• **Exercise**
How many of the rows below contain the string "shadow"? Case matters, and the reply should be only the number.

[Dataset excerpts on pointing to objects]
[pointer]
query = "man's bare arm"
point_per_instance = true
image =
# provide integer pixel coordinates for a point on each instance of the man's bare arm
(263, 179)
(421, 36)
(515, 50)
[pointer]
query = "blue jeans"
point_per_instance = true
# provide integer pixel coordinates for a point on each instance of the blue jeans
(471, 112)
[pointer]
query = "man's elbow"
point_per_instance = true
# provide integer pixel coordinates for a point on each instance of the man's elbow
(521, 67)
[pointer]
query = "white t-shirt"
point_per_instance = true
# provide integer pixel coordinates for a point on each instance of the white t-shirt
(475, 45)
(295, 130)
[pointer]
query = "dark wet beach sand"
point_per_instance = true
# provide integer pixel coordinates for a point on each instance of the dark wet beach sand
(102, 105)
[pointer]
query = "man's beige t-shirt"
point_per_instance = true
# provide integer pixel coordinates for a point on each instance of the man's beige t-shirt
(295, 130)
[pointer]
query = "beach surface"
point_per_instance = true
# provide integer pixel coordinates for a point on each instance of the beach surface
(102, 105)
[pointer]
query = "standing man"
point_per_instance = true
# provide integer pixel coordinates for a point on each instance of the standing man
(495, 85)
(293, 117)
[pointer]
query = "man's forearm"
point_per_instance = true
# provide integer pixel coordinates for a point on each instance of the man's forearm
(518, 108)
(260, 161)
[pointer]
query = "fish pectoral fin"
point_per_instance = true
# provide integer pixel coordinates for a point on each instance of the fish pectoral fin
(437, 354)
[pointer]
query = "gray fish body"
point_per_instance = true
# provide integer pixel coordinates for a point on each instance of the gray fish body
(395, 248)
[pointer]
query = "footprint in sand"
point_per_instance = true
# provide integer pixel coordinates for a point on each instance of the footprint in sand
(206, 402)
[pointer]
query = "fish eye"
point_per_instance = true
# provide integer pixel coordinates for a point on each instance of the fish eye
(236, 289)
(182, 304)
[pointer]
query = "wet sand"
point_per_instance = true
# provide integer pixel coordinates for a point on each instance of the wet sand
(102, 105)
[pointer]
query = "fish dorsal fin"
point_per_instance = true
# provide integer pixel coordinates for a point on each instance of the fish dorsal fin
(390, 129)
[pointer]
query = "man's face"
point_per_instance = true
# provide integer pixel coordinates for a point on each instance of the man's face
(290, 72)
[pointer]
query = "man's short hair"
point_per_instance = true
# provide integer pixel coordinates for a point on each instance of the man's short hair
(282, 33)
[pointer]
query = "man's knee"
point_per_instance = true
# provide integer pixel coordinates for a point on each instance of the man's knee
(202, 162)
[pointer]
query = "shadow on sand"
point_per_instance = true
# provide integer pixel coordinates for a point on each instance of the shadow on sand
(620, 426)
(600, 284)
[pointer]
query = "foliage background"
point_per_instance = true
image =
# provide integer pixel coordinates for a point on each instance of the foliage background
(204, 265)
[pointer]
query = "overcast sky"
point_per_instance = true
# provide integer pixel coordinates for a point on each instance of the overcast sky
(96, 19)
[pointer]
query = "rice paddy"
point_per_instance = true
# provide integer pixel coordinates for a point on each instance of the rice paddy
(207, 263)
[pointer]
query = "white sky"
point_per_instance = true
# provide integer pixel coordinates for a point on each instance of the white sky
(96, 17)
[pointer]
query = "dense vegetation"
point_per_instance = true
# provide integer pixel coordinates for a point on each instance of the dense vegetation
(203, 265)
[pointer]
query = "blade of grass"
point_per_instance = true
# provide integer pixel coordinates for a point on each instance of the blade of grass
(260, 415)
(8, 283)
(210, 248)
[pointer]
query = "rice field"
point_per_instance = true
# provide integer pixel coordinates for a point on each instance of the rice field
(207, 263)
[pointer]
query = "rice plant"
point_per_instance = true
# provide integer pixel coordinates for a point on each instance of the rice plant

---

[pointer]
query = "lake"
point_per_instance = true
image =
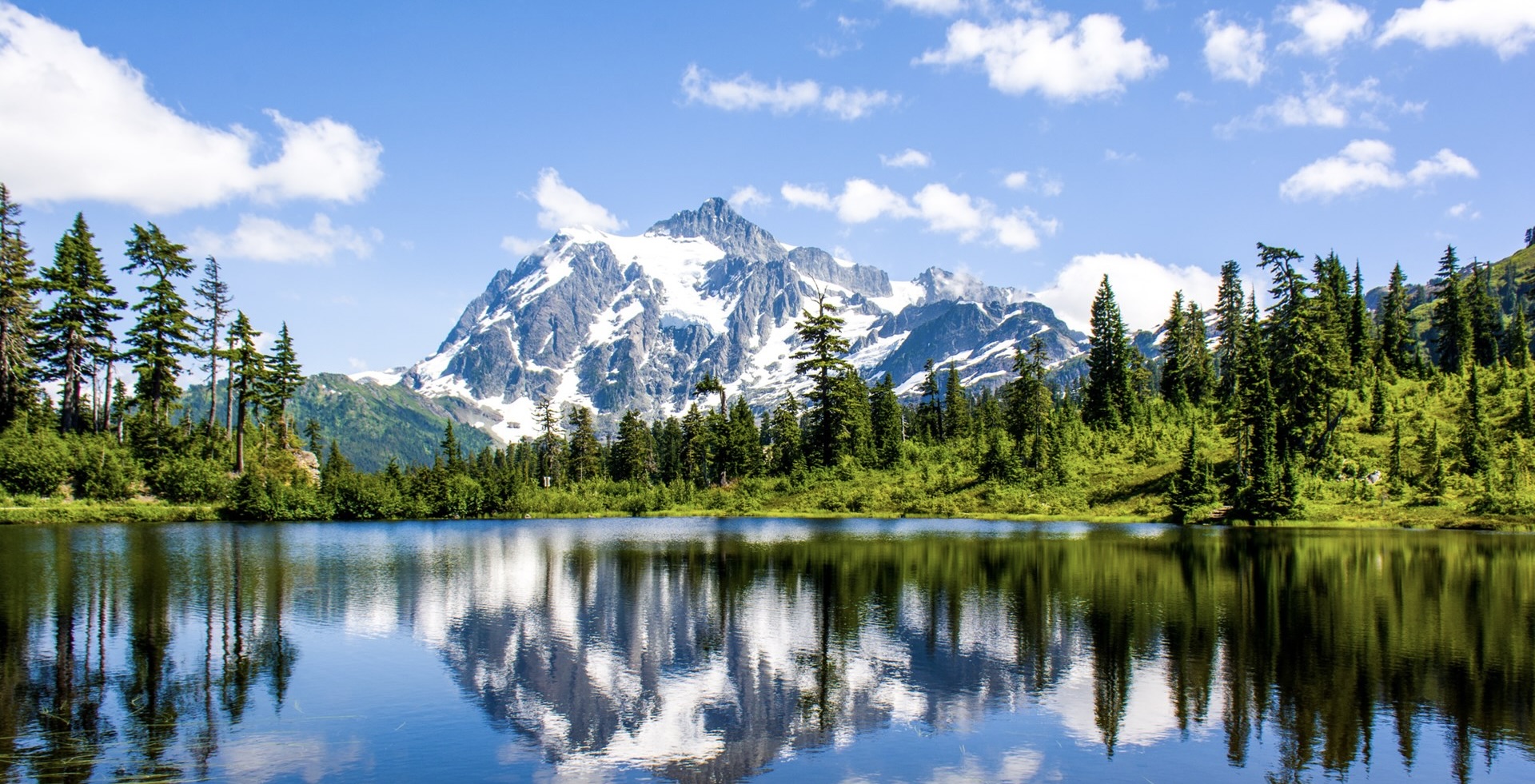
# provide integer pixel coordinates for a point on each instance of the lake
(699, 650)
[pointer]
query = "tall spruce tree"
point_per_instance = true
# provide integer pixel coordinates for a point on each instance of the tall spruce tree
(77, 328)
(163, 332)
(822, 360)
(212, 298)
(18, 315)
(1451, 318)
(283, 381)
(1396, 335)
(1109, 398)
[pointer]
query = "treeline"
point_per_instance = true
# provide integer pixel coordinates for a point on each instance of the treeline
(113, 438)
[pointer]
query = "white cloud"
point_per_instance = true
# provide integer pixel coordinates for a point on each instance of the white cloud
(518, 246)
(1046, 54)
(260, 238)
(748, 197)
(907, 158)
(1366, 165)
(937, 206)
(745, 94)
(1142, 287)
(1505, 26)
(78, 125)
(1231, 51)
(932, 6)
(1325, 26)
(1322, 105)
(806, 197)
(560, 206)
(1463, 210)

• **Full output**
2